**Text section**
──────────
Re: root cause of corruption in hot standby

From: Rui DeSousa <rui(at)crazybean(dot)net>
To: Mike Broers <mbroers(at)gmail(dot)com>
Cc: pgsql-admin(at)postgresql(dot)org
Subject: Re: root cause of corruption in hot standby
Date: 2018-10-10 00:56:13
Message-ID: 8303E556-079F-440A-BE2A-00A0E92EB2C7@crazybean.net
Views: Raw Message | Whole Thread | Download mbox | Resend email
Thread:
Lists: pgsql-admin


> On Oct 9, 2018, at 1:04 PM, Mike Broers <mbroers(at)gmail(dot)com> wrote:
>
> Ok so I have checksum errors in this replica AGAIN.

Mike,

I don’t think you are dealing with a “Postgres” issue but possibly bit rot from either faulty hardware or a misconfiguration in your stack.

If you recall the archive WAL file was originally corrupted. Replicating the WAL files is outside the functionally of Postgres thus it would either be a file replication issue, bit rot, or some other data corruption issue but not Postgres bug.
──────────
(Records from an annotation dataset)
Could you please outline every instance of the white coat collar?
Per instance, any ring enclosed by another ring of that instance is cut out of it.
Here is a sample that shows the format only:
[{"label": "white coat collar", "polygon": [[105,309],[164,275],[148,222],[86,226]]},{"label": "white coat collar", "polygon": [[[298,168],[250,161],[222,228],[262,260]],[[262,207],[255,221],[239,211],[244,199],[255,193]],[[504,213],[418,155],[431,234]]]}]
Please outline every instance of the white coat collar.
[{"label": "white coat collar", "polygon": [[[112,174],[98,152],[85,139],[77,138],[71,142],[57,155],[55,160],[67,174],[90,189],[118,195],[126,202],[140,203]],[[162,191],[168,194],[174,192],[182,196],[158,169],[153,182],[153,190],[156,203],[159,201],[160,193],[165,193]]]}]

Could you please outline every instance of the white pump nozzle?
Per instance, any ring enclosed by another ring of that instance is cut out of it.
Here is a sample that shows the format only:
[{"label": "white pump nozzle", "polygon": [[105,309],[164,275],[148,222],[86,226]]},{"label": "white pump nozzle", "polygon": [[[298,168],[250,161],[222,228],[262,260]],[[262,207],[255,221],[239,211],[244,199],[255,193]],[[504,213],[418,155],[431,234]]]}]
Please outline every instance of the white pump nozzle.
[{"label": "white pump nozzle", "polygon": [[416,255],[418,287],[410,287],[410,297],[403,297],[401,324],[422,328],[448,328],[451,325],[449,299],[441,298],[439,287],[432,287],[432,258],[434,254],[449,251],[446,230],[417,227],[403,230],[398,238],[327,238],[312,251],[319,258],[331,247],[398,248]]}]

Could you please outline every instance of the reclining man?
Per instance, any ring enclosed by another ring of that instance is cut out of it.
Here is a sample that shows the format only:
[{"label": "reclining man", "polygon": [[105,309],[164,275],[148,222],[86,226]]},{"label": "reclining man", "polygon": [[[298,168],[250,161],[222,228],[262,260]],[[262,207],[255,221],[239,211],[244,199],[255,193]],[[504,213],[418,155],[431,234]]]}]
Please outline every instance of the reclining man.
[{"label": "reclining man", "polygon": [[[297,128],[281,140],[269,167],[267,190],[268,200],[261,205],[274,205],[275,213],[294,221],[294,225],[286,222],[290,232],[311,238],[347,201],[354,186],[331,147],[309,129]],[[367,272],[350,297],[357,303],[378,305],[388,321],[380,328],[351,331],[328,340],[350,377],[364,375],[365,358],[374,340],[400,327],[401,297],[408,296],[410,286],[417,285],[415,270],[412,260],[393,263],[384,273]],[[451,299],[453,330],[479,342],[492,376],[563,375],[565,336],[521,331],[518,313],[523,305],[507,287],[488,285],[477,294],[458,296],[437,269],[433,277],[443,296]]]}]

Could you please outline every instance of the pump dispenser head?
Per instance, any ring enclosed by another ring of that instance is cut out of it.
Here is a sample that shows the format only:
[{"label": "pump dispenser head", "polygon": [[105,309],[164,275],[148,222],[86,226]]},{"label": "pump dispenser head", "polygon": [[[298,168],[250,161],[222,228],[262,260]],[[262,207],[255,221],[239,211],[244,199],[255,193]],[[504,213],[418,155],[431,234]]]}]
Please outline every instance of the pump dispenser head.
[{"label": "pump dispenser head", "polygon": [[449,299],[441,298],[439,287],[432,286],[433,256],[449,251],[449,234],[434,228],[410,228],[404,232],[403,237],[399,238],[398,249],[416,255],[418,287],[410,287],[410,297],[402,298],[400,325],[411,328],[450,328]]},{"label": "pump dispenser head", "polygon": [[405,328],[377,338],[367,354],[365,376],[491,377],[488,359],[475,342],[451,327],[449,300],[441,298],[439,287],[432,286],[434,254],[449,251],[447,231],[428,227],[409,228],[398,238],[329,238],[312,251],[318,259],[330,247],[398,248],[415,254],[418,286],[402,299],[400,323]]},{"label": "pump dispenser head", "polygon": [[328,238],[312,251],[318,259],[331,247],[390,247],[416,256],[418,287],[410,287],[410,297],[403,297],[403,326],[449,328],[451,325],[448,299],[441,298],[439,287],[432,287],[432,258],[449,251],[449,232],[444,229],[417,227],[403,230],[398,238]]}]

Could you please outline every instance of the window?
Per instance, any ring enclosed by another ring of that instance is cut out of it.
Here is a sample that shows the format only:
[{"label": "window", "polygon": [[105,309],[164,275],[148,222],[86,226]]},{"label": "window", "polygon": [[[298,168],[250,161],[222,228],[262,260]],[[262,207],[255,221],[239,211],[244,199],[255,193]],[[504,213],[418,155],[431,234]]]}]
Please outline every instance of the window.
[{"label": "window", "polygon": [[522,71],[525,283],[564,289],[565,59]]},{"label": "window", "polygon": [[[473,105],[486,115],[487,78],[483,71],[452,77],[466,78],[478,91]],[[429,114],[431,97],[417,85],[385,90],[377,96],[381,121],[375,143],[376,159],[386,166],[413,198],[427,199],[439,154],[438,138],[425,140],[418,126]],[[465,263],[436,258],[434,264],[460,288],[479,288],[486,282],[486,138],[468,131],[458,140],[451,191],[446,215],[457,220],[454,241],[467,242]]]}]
──────────
**Things to do**
(1) In the mailing-list reply about corruption in a hot standby, what are the answers to these questions?
(a) Who sent the reply, and on what date?
(b) What kind of errors does Mike Broers say he has in the replica again?
(c) Which file does the reply say was originally corrupted?
(2) Can you continue the mailing-list reply about corruption in a hot standby, picking up right after its last sentence?

**Outputs for the tasks**
(1)
(a) Rui DeSousa, on 2018-10-10.
(b) Checksum errors.
(c) The archive WAL file.

(2)
This leaves me with the follow two points:

1. How was the replica instance instantiated? I would assume from your backup procedures as your backups should be used to help validate them.
2. Are there currently any WAL files that are corrupt? You can quickly check using rsync with the “—checksum" option but don’t fix the file on the target but instead use "—dry-run" just to identify which files might have changed first. I would check this every day until the issue is fully resolved.

i.e. rsync --archive --checksum --verbose --dry-run {source_wals} {replica_wals}

Since you’re confident that you resolved the potential rsync race condition in archiving the WAL files we shouldn’t see any differences between WALs that have already been transmitted. If we do find WALs that are different then you’re dealing with data corruption on the replica and need to start looking into your stack and storage system; However, if you don’t find any corrupted WALs then question 1 needs to be scrutinized and you really need to ensure your backups are rock solid.

I wouldn’t bother rebuilding the VM instance until the problem is identified — unless you’re moving it to an all new hardware stack.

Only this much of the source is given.